• **Document text**
This draft prompted debate, with strong opposition coming even from non-governmental organisations of other countries, as well as established and newly formed grassroots Japanese organisations, such as Save Article 9. Per the current constitution, a proposal for constitutional changes must be passed by a two-thirds vote in the Diet, then be put to a national referendum. However, there was in 2005 no legislation in place for such a referendum.
Koizumi's successor Shinzō Abe vowed to push aggressively for Constitutional revision. A major step toward this was getting legislation passed to allow for a national referendum in April 2007.[28] By that time there was little public support for changing the Constitution, with a survey showing 34.5% of Japanese not wanting any changes, 44.5% wanting no changes to Article 9, and 54.6% supporting the current interpretation on self-defense.[28] On the 60th anniversary of the Constitution, on 3 May 2007, thousands took to the streets in support of Article 9.[28] The Chief Cabinet secretary and other top government officials interpreted the survey to mean that the public wanted a pacifist Constitution that renounces war, and may need to be better informed about the details of the revision debate.[29] The legislation passed by parliament specifies that a referendum on Constitutional reform could take place at the earliest in 2010, and would need approval from a majority of voters.

• **Extracted material**

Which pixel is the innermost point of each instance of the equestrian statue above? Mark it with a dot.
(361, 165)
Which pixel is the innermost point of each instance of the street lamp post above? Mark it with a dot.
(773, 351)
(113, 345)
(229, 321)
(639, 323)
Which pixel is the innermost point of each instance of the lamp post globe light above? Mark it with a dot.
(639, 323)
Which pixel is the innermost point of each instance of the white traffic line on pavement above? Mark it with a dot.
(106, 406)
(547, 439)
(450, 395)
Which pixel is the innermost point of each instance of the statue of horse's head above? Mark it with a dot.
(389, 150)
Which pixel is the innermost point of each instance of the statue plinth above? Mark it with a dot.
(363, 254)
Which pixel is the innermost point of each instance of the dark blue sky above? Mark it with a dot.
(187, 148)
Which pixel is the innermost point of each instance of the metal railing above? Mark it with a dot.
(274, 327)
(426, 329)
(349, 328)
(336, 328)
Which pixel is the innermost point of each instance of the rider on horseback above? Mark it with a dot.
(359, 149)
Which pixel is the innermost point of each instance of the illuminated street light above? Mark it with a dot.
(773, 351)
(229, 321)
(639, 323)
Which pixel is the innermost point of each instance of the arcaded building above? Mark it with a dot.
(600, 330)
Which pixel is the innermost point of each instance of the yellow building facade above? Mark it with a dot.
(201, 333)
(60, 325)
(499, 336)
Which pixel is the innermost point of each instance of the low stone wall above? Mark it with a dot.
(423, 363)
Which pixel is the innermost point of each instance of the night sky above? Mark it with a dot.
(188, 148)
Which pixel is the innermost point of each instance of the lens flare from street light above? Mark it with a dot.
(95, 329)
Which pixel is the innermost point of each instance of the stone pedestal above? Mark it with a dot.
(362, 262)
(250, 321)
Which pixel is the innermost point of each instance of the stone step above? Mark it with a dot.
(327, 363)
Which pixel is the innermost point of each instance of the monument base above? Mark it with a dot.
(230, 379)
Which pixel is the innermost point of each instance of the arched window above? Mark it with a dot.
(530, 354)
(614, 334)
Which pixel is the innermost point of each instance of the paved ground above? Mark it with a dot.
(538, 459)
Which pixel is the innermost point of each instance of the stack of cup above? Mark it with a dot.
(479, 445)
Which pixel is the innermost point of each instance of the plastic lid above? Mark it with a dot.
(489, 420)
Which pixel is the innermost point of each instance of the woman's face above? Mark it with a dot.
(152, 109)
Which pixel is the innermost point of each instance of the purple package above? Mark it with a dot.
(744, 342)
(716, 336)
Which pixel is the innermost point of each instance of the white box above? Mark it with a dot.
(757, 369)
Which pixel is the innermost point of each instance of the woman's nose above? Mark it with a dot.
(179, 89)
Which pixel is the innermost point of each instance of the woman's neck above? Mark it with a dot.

• **What to work on**
#1 Which percentages does the survey in the passage on Japan's constitutional revision report, and what does each one measure?
#2 Do these statements agree with the passage on Japan's constitutional revision? Answer yes or no for each, and quote the passage's deciding words.
(a) A proposal for constitutional changes needs only a simple majority in the Diet.
(b) Legislation allowing a national referendum was passed in April 2007.
(c) A referendum on constitutional reform could be held as early as 2010.
#3 Carry on the passage about Japan's constitutional revision from the point where it stops.

• **Answer set**
#1
- 34.5%: Japanese not wanting any changes
- 44.5%: those wanting no changes to Article 9
- 54.6%: those supporting the current interpretation on self-defense

#2
(a) No: "a proposal for constitutional changes must be passed by a two-thirds vote in the Diet"
(b) Yes: "getting legislation passed to allow for a national referendum in April 2007"
(c) Yes: "a referendum on Constitutional reform could take place at the earliest in 2010"

#3
2012 Draft
On 27 April 2012, the LDP drafted a new version of amendment[30] with an explanatory booklet[31] for general readers. The booklet states that the spirit of the amendment is to "make the Constitution more suitable for Japan" by "drastically revising the translationese wording and the provisions based on the theory of natural human rights currently adopted in the Constitution".[32] The proposed changes includes:
- Preamble: In the LDP draft, the Preamble declares that Japan is reigned by the Emperor and adopts the popular sovereignty and trias politica principles. The current Preamble refers to the government as a trust of the people (implying the "natural rights codified into the constitution by the social contract" model) and ensures people "the right to live in peace, free from fear and want", but both mentions are deleted in the LDP draft.
- Emperor: Overall, the LDP draft adopts a wording that sounds as though the Emperor has greater power than under the current Constitution.[33] The draft defines him as "the head of the State" (Article 1).[34] Compared to the current Constitution, he is exempted from "the obligation to respect and uphold this Constitution" (Article 102). The draft defines Nisshōki as the national flag and Kimigayo the national anthem (Article 3).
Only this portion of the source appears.